## TEXT PROVIDED:

‘The Women Gather‘ by Nikki Giovanni is a short free, or blank, verse poem that touches on how we understand one another. The poem does not have a consistent pattern of rhyme but it does contain a number of end and beginning line words that repeat throughout the poem.
The speaker continues to return to the same themes throughout and the repetition of words helps the reader understand which thoughts she is currently discussing. Some such beginning words include, “We” and “It,” while some popular end line words are, “man” and “stress”.
Summary
The poem begins with the speaker describing horrible times of tragedy, such as a death, “women gather” together for moral support. Together they are able to help one another through difficulties. The speaker continues to describe a number off different types of people who, themselves, can cause tragedy. She speaks on the hypocrites who pray the loudest in church, and those who present to be “humane” but never act on it. She is dismayed by diplomats who promote war and the fact that sometimes the old must bury the young.
While all of these things are awful, they are abominations. They do not occur so often that the world cannot be changed. She then asks the reader how one is able to judge a man when anyone could have a secret life.
She answers the question by stating that “We” must judge by understanding good intentions, even if the result aren’t what the person wanted or was hoping for. We must come together and help one another in times of stress and learn to comfort when it is needed. Hope must be passed on.
Through these changes we make to ourselves we will be able to find goodness within negative situations. It will exist like an “unburnt” picture pulled from ashes.
You can read the full poem here.
Analysis of The Women Gather
Lines 1-5
This piece begins with the speaker of the poem defining the first reason that people, women in this case, come together. The first line carries the title of the poem, therefore lending it special importance8. She states that “women gather together” because they are “seek[ing] comfort” in “hours of stress.” The second line, while operating as a separate thought, can also be seen as relating to the first.
A man must be buried.

## STATED EXERCISE 1:
In the rows below, how many lines contain the string "purple"? Reply with only the number.
The rows have no connection to the poem analysis.

## DATA LINES:
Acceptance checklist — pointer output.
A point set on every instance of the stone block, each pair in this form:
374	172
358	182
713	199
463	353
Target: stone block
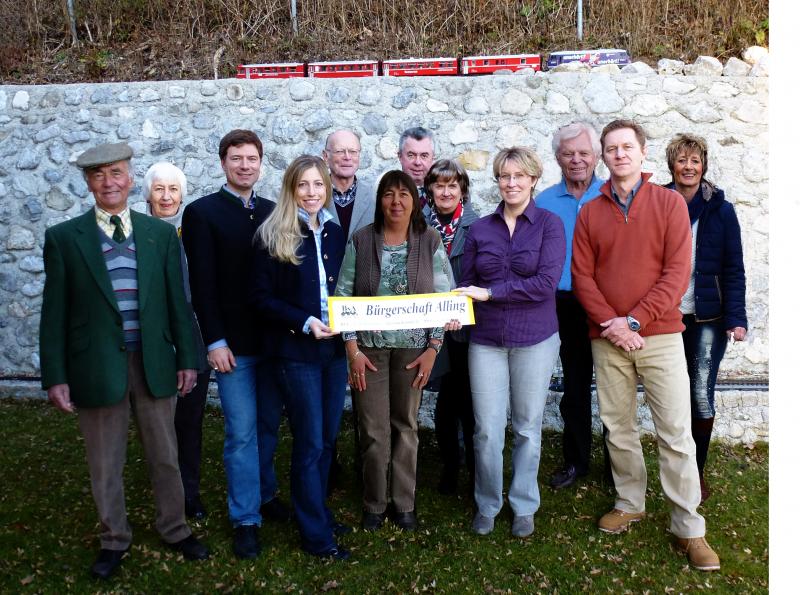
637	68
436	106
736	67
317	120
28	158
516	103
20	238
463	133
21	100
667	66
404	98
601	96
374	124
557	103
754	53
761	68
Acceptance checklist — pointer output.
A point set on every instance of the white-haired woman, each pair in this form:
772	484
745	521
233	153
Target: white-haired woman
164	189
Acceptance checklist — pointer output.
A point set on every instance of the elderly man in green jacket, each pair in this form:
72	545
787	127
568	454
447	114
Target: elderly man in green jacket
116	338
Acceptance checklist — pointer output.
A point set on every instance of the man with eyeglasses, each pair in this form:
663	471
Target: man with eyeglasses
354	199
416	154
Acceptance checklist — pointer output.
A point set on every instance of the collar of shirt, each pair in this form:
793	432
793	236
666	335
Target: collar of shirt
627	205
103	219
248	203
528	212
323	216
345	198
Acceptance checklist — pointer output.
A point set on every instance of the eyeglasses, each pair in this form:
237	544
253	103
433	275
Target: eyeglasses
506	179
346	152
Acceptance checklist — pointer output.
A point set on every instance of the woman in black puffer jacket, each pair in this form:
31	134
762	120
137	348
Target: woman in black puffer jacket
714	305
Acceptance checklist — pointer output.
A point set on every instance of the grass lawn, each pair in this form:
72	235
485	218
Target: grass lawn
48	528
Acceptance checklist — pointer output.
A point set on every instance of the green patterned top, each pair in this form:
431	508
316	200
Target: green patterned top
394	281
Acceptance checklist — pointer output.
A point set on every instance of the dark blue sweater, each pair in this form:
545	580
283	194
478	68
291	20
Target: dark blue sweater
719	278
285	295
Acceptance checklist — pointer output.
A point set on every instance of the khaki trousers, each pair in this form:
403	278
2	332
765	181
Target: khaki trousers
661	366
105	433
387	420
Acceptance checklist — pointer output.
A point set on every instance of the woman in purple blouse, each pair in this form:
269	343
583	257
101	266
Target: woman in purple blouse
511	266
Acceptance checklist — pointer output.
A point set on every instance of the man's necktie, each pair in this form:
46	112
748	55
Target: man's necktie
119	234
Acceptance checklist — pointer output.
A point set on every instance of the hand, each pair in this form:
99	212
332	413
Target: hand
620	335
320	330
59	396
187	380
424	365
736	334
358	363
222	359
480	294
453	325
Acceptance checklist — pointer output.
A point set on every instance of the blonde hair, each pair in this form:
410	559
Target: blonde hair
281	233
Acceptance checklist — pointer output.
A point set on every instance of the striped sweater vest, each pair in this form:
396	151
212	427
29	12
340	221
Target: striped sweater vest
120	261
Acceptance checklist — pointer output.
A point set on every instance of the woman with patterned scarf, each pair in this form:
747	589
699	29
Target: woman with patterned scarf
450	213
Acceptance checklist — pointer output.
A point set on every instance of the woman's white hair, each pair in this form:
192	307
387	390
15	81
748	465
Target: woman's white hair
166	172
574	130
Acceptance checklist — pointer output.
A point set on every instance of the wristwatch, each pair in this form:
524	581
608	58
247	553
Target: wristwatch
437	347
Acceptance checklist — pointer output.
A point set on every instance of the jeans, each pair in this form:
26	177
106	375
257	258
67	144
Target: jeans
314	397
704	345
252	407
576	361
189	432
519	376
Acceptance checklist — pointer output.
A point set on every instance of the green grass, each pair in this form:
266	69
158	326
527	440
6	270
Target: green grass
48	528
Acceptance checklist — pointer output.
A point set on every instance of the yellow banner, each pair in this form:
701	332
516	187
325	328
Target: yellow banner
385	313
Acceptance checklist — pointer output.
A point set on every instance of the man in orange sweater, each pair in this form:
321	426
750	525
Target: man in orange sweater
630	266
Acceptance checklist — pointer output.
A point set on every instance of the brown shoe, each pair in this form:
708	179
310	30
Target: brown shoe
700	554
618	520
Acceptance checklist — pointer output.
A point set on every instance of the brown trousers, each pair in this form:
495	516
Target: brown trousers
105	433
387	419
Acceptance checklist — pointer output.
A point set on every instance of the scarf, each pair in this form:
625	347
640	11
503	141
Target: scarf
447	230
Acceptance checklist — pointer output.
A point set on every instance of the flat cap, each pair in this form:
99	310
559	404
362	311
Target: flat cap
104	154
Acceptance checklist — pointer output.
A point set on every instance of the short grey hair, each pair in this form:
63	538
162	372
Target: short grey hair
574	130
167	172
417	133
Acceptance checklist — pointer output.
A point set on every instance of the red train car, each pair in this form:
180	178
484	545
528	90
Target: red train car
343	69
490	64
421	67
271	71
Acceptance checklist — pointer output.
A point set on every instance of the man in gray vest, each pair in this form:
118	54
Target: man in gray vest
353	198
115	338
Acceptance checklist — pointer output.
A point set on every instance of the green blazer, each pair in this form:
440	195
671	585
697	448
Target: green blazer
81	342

## STATED EXERCISE 2:
According to the poem analysis, what are some popular end-line words in the poem?

## WORKED SOLUTION 1:
2

## WORKED SOLUTION 2:
"Man" and "stress."